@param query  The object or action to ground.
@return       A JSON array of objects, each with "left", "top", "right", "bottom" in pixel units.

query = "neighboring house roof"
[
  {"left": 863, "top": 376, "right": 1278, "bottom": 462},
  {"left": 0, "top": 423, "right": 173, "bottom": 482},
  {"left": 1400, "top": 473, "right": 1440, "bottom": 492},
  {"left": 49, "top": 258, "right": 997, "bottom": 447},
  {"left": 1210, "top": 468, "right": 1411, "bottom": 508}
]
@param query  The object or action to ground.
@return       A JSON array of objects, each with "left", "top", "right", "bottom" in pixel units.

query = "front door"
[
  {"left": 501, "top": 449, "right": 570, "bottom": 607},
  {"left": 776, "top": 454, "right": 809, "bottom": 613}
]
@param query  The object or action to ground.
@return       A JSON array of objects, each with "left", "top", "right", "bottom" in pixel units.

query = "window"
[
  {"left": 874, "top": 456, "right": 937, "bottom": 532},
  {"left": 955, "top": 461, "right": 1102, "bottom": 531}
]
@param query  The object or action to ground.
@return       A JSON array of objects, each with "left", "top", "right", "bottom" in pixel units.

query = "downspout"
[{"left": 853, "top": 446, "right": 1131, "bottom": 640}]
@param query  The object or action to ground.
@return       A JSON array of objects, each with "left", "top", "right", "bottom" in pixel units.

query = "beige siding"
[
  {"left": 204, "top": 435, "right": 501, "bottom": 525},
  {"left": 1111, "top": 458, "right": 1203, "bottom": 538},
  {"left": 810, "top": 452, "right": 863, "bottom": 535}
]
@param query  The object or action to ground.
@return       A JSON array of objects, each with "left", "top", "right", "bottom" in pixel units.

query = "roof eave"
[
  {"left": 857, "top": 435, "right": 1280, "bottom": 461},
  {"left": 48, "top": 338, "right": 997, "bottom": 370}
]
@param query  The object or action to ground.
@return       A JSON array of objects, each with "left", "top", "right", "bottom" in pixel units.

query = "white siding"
——————
• BRIEF:
Every line of the listing above should be copied word for word.

• EXPECTED ANSWER:
@param query  The object or action to ground.
@return       A JSON array of objects, each with "left", "top", "right", "bottom" in pixel units.

query = "neighboring house roof"
[
  {"left": 863, "top": 376, "right": 1278, "bottom": 462},
  {"left": 0, "top": 423, "right": 173, "bottom": 482},
  {"left": 1400, "top": 473, "right": 1440, "bottom": 492},
  {"left": 49, "top": 258, "right": 997, "bottom": 447},
  {"left": 1210, "top": 468, "right": 1411, "bottom": 508}
]
@param query  The object or action to ground.
@return       A JSON array of objects, each with "left", "top", "right", "bottom" in pixel units.

query = "front door"
[
  {"left": 501, "top": 449, "right": 570, "bottom": 607},
  {"left": 776, "top": 454, "right": 809, "bottom": 613}
]
@param query  The object or action to ground.
@return       A JSON array of objects, each with "left", "top", "right", "bottom" in pixel units.

query = "window"
[
  {"left": 874, "top": 456, "right": 937, "bottom": 532},
  {"left": 955, "top": 461, "right": 1102, "bottom": 531}
]
@param query  The object or action to ground.
@return       A JSON array of objects, each with "left", "top", "right", "bottom" in pixel units.

query = "downspout"
[{"left": 853, "top": 446, "right": 1131, "bottom": 640}]
@param query  The object or action to ground.
@return       A JSON array of objects, each with "left", "top", "right", "bottom" in pixel units.

query = "beige siding"
[
  {"left": 204, "top": 435, "right": 501, "bottom": 525},
  {"left": 1111, "top": 458, "right": 1203, "bottom": 538},
  {"left": 810, "top": 452, "right": 863, "bottom": 535}
]
@param query  The object or action to ground.
@return       A JSON array of objects, each with "left", "top", "right", "bottom" in pixel units.

query = "roof eave"
[
  {"left": 857, "top": 435, "right": 1280, "bottom": 461},
  {"left": 48, "top": 338, "right": 997, "bottom": 370}
]
@param query  The object or action to ground.
@return       A JSON array of objects, each with "left", "top", "right", "bottom" in pixel units.

query = "white siding"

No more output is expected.